Wie hält es die künftige EZB-Chefin mit digitalen Währungen, will ein Abgeordneter wissen. Sie unterscheide zwischen Kryptowährungen wie Bitcoin und "stablecoins", wie die Libra-Währung, die die Plattform Facebook plant. Bitcoin habe sich als "hoch spekulativ und sehr schwankungsanfällig" erwiesen, sagte Lagarde, sei aber noch nicht groß genug, um eine echte Bedrohung darzustellen.

"Stablecoins" wie Libra oder auch virtuelle Währungen, welche die Zentralbanken planen, seien "eine komplett andere Art von Tier": Wichtig sei nicht so sehr, ob solche Währungen von Banken ausgegeben werden oder nicht. Entscheidend sei, dass sie "allen Regeln und Vorgaben für solche Zahlungsinstrumente" entsprechen.

Kurze Übung A
Welche Ausdrücke stehen im Text über Lagarde und digitale Währungen in Anführungszeichen? Nenne alle in der Reihenfolge, in der sie vorkommen.
Kurze Übung B
Führe den Bericht über Lagardes Aussagen zu digitalen Währungen mit einem kurzen Absatz fort, der an den letzten Satz anschließt.
Die Einträge braucht man zur Bearbeitung nicht.

Gelieferte Einträge
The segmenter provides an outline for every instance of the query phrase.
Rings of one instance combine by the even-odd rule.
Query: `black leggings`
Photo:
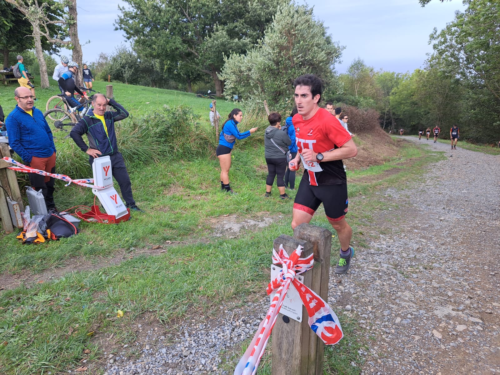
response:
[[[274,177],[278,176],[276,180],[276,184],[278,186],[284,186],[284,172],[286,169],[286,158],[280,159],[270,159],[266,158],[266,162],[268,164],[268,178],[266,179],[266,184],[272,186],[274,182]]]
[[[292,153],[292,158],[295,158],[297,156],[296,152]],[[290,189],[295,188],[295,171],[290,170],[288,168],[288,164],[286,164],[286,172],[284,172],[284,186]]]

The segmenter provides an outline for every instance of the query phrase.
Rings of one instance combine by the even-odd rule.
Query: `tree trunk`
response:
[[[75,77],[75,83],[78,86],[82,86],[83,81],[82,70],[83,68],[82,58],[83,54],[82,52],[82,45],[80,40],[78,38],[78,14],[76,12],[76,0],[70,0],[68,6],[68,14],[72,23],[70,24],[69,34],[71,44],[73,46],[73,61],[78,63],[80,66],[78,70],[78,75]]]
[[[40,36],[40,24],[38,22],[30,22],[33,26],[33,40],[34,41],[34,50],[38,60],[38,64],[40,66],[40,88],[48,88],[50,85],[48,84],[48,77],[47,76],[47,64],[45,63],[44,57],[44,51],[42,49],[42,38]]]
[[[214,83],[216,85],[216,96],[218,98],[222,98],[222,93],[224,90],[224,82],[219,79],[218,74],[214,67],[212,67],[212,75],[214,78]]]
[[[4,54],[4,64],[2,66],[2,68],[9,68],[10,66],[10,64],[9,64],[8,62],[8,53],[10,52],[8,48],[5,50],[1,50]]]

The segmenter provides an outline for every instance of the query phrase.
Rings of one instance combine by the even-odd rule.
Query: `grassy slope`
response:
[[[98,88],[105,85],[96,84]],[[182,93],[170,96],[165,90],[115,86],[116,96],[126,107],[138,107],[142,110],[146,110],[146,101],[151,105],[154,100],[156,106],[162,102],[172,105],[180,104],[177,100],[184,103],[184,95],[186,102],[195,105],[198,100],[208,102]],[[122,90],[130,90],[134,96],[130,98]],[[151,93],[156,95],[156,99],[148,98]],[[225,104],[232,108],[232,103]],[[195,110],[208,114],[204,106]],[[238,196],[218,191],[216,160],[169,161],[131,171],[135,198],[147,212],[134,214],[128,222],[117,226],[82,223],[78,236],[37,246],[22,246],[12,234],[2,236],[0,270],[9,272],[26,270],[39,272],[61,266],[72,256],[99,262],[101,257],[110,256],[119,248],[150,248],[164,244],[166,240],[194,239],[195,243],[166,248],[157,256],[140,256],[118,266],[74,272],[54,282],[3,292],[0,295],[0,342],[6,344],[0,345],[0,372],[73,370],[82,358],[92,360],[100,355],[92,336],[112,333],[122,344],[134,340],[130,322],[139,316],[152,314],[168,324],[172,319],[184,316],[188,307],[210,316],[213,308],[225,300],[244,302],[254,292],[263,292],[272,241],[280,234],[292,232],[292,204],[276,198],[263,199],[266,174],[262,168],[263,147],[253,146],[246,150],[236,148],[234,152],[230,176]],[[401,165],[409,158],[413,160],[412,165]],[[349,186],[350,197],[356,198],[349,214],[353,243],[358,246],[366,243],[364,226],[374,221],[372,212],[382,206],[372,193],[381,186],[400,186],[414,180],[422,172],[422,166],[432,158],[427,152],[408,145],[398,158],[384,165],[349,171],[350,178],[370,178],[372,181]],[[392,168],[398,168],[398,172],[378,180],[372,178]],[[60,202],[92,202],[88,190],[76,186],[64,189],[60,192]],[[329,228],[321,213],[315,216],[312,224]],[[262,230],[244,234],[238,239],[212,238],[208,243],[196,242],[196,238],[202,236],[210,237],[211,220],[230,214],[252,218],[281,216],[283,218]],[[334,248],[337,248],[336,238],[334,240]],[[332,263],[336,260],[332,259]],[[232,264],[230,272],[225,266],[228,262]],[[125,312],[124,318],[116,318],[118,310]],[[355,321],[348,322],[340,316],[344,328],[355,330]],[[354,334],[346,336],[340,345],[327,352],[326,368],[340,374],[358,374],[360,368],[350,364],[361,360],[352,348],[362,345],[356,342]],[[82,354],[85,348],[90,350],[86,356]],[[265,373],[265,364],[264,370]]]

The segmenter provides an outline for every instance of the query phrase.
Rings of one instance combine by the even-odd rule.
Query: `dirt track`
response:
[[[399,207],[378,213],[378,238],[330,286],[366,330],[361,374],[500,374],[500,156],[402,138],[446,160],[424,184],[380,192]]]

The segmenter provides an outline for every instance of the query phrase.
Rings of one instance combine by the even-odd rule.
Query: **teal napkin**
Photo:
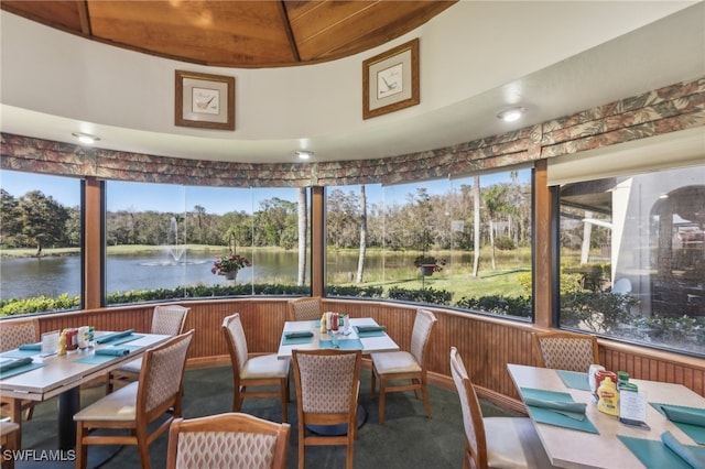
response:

Ergebnis der Übung A
- "stablecoins"
- "hoch spekulativ und sehr schwankungsanfällig"
- "Stablecoins"
- "eine komplett andere Art von Tier"
- "allen Regeln und Vorgaben für solche Zahlungsinstrumente"

Ergebnis der Übung B
Große Sympathie lässt die Französin hingegen für einen Vorschlag erkennen, den der britische Notenbank-Chef und Vorsitzende des Financial Stability Boards der G20, Mark Carney, in einer Rede gemacht hat: Er regte an, dass führende Zentralbanken weltweit gemeinsam eine digitale Währung in Form von "stablecoins" schaffen könnten. Lagarde hält das für ein "interessantes Konzept".